Work instruction = Begin with the first line of the entries below. Copy each line exactly, stopping after the one that contains "766, row 52.".

Data supplied START

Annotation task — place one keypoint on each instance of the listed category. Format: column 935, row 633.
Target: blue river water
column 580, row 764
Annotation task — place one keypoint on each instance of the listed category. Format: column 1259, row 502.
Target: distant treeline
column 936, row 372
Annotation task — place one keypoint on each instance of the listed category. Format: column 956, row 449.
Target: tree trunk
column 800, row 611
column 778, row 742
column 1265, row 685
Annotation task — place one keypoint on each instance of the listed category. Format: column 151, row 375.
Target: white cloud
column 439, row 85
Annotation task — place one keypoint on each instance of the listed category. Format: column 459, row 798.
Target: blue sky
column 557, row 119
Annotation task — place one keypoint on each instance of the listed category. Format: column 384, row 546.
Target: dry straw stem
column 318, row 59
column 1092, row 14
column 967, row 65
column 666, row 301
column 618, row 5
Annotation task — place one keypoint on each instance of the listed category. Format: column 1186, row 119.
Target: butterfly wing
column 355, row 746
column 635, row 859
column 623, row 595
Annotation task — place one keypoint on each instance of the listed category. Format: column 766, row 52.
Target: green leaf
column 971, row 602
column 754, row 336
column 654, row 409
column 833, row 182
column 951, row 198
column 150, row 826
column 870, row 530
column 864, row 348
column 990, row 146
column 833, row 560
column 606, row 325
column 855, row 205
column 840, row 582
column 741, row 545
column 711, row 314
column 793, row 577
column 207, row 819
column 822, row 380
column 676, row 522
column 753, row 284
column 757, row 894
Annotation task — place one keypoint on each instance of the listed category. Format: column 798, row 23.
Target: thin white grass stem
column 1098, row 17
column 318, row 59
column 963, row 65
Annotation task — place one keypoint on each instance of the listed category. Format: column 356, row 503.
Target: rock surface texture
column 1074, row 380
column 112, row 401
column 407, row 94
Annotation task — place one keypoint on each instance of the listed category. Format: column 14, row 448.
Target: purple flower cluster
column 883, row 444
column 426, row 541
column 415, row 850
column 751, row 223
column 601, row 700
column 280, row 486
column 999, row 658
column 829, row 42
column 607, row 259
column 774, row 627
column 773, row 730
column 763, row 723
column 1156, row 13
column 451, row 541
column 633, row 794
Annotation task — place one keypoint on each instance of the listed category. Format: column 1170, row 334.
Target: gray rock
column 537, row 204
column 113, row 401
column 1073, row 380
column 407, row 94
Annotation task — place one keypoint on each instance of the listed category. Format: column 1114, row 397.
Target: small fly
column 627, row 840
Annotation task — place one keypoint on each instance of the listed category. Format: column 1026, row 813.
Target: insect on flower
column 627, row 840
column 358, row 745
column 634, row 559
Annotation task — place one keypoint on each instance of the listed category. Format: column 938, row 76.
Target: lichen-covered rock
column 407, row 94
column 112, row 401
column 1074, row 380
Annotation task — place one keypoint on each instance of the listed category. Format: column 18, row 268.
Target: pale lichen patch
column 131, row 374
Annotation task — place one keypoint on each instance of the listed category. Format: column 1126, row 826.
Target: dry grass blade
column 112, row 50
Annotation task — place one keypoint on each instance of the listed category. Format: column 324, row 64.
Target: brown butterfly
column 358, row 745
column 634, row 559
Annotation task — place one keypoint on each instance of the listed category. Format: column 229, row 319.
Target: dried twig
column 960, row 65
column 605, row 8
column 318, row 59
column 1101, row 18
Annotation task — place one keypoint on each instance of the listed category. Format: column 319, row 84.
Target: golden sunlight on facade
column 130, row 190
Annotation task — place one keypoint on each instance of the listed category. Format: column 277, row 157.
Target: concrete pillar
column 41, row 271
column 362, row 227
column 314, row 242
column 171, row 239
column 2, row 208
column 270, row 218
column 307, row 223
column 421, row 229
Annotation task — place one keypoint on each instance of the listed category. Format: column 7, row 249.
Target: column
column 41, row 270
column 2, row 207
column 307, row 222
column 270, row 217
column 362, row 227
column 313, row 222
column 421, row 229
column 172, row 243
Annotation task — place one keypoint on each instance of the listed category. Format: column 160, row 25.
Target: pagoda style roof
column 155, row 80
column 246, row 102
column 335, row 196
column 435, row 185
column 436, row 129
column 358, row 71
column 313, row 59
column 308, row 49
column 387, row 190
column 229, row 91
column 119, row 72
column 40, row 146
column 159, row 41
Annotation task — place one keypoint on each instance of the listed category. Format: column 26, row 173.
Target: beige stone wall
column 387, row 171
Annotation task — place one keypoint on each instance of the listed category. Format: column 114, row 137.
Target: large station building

Data supplied END

Answer section =
Annotation task — place one keypoint on each instance of the listed category. Format: column 935, row 633.
Target: blue river water
column 580, row 764
Annotation task — place one keypoint on each instance of the listed category. Format: column 1259, row 502.
Target: distant treeline
column 936, row 372
Annotation task — place one keypoint on each instance of the listed category. Format: column 956, row 449.
Target: tree trunk
column 800, row 611
column 778, row 742
column 1265, row 685
Annotation task — place one keypoint on each instance of the listed category. Format: column 151, row 375.
Target: white cloud
column 439, row 85
Annotation task — place one keypoint on each instance of the listed category. Format: column 459, row 798.
Target: blue sky
column 557, row 119
Annotation task — place one keypoint on each instance of the listed category. Format: column 384, row 546.
Target: dry straw stem
column 318, row 59
column 1092, row 14
column 967, row 65
column 666, row 301
column 618, row 5
Annotation task — place one keypoint on each instance of the listed category. Format: column 1186, row 119.
Target: butterfly wing
column 355, row 746
column 635, row 859
column 623, row 595
Annotation task — place one keypoint on each instance of the listed category. Format: column 766, row 52.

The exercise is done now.